## Begin READING TEXT

So I have been battling my rear brakes on my 2016 2500hd Silverado over the past few days and am at a loss. I have searched high and low on help in regards to why GM, "in their infinite wisdom, " put two return springs on the parking brake shoes, the section that ties into the cable operation part. Then where the adjuster wheel is a much smaller spring. Regardless, I'm trying to replace the hardware on each rear wheel due to frozen caliper slide pins. Oh and finding on of said springs broken in pieces just rattling around inside the inner rotor area. HTF do you get the inside spring out behind the reluctor wheel part of the hub. Mine has the 4 wheel antilock brakes so there is a speed sensor or whatever in there as well. It is so frustrating at this point I might as well just remove the axle a hub assembly. Or is that how it is supposed to be done? Please any insight would be much appreciated. The more detailed the better. Thanks 

 

Mike McClure 

Posted

Thank you mjm-1957 for your reply.

## End READING TEXT

- BRIEF A
In the brake repair post, why is the poster replacing the hardware on each rear wheel?
- BRIEF B
According to the brake repair post, what kind of antilock brakes does the poster's truck have?
Rely only on the brake repair post for what follows.

## Begin RECORDED INFORMATION

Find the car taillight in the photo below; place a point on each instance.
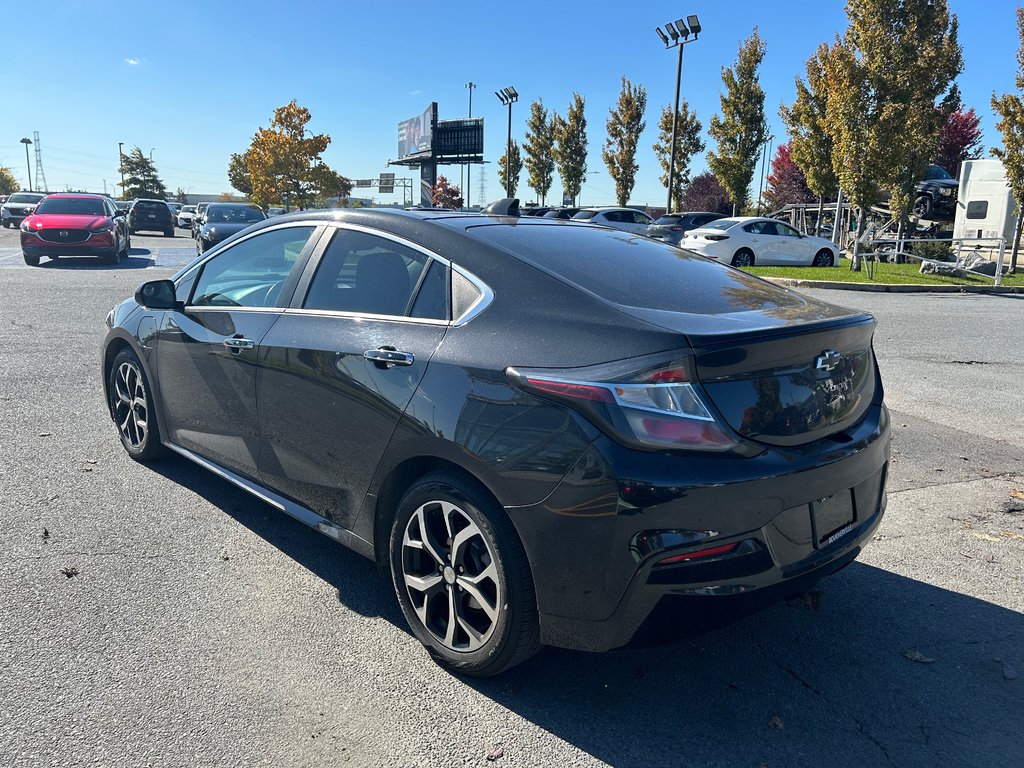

## End RECORDED INFORMATION

- TASK ANSWER A
The poster is replacing the hardware on each rear wheel because of frozen caliper slide pins. The poster also found one of the springs broken in pieces, rattling around inside the inner rotor area.

- TASK ANSWER B
It has 4 wheel antilock brakes.